Excerpted passage -
┄┄┄┄┄┄┄┄┄┄┄┄┄┄┄┄┄┄┄┄

4. Giorgio Agamben. Opus Dei: An Archeology of Duty (Stanford University Press, 2013), 84.

5. Adrian Vermeule. “The Non-Originalist Decision That May Save Trump”, The New Digest, December 2023: https://thenewdigest.substack.com/p/the-non-originalist-decision-that 

6. Adrian Vermeule & Eric Posner. The Executive Unbound: After the Madisonian Republic (Oxford University Press, 2011), 5.

7. Melissa Lane. Of Rule and Office: Plato’s Ideas of the Political (Princeton University Press, 2023), 304-305.

8. Plato. The Laws (Penguin Books, 1970), 291, 802d.

Name and Liberty. by Gerardo Muñoz

Back in the fall of 2020, we discussed a book entitled Intifada: una topología de la imaginación popular (2020), written by Rodrigo Karmy, which considered the implications between the forms of contemporary revolts for the common imagination. It has been said with good reasons that the health-administrative controls deployed during the COVID-19 brought to a halt the high tides of revolts against the experiential discontent in the social fabric. The wearing out and domestication of experience has proved, at least for now, its stealth efficacy and unilateral success. However, what some of us did not see at the time was that this energy over protracted containment was also being waged at the very substance of language. This has now come forth in the wake of recent events at university campuses where administrative authorities, opinion writers, and legal analysts have suggested that a particular word, “intifada”, should be proscribed and effaced from campus life. One should not waste time considering the etymology, semantic reach, and political deployment of this term – for this there is already Karmy’s elegant and dense articulation of the term.

┄┄┄┄┄┄┄┄┄┄┄┄┄┄┄┄┄┄┄┄

Required work - Update the excerpted passage, starting at the words "5. Adrian Vermeule." and stopping after "Press, 2011), 5.", so that "December 2023" becomes "January 2024".

Dataset entries -
┄┄┄┄┄┄┄┄┄┄┄┄┄┄┄┄┄┄┄┄

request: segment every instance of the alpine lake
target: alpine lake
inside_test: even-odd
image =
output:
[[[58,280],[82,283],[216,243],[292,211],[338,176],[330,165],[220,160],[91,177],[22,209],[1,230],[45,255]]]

┄┄┄┄┄┄┄┄┄┄┄┄┄┄┄┄┄┄┄┄

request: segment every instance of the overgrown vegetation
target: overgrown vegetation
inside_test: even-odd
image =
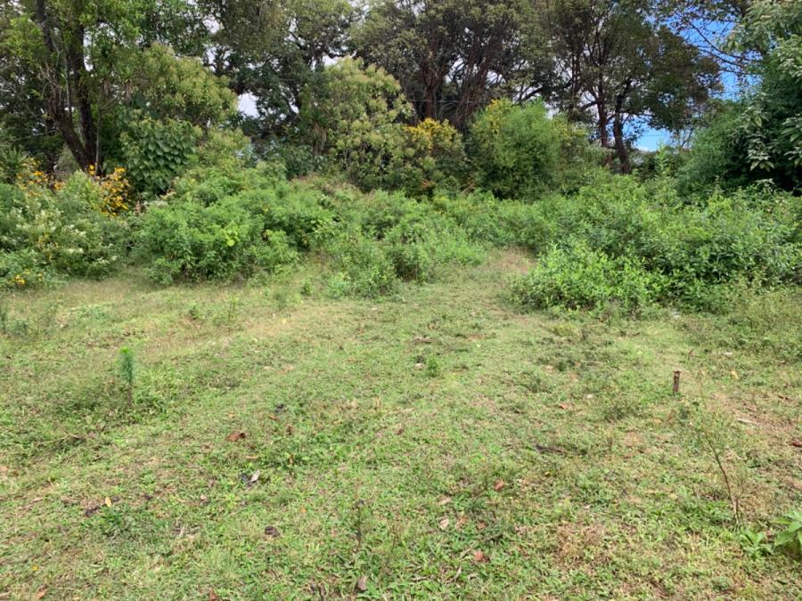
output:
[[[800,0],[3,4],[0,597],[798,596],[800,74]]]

┄┄┄┄┄┄┄┄┄┄┄┄┄┄┄┄┄┄┄┄

Response -
5. Adrian Vermeule. “The Non-Originalist Decision That May Save Trump”, The New Digest, January 2024: https://thenewdigest.substack.com/p/the-non-originalist-decision-that 

6. Adrian Vermeule & Eric Posner. The Executive Unbound: After the Madisonian Republic (Oxford University Press, 2011), 5.